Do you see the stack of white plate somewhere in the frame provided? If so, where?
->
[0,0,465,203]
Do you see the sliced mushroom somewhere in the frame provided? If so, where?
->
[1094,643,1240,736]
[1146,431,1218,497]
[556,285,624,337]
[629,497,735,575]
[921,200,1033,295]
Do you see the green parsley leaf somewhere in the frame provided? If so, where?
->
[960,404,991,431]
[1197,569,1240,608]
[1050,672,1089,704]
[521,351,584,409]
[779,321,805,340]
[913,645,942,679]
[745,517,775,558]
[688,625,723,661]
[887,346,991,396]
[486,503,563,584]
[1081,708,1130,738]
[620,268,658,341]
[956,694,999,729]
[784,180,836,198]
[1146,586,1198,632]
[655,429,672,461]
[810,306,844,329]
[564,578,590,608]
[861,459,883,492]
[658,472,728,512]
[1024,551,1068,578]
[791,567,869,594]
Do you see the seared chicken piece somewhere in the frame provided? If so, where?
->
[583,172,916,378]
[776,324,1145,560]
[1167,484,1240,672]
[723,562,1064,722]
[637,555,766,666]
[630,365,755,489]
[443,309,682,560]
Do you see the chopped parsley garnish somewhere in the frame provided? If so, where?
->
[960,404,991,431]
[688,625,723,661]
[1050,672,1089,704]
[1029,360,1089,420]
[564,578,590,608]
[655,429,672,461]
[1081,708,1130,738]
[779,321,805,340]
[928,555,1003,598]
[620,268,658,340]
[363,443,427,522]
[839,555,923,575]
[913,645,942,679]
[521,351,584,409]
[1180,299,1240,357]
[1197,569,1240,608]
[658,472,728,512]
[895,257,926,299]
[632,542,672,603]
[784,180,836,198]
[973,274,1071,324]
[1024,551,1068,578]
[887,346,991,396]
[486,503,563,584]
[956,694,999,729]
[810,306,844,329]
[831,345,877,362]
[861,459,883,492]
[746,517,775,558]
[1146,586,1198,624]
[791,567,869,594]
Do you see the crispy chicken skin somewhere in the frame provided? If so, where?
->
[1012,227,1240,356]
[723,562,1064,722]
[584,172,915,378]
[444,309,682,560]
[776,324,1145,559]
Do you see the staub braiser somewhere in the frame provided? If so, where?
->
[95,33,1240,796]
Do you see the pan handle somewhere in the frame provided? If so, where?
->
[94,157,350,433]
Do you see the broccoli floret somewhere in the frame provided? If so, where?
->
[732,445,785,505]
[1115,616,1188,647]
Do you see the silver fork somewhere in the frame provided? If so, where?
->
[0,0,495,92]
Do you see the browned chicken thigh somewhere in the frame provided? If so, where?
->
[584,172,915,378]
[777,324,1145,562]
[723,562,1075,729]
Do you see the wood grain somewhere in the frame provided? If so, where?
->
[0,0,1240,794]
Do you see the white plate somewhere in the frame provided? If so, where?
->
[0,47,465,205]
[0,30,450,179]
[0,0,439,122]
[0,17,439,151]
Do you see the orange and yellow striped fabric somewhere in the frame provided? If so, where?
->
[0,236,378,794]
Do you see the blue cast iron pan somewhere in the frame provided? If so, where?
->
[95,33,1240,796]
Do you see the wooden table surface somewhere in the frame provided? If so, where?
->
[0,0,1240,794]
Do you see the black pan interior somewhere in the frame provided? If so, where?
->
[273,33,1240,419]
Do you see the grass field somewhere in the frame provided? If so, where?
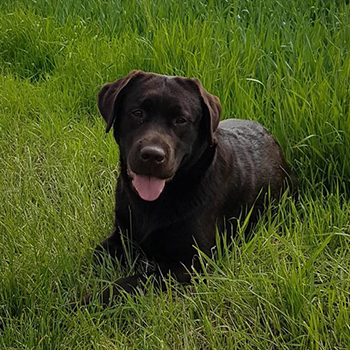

──────────────────────────────

**SHORT EXERCISE**
Copy the rows exactly, starting with the line that contains "Do you see the black" and continuing through the end of the rows. Leave the pictures out of your answer.

**RESPONSE TO THIS EXERCISE**
Do you see the black pan interior somewhere in the frame provided? If so, where?
->
[273,33,1240,419]
Do you see the grass field somewhere in the frame provided? If so, where?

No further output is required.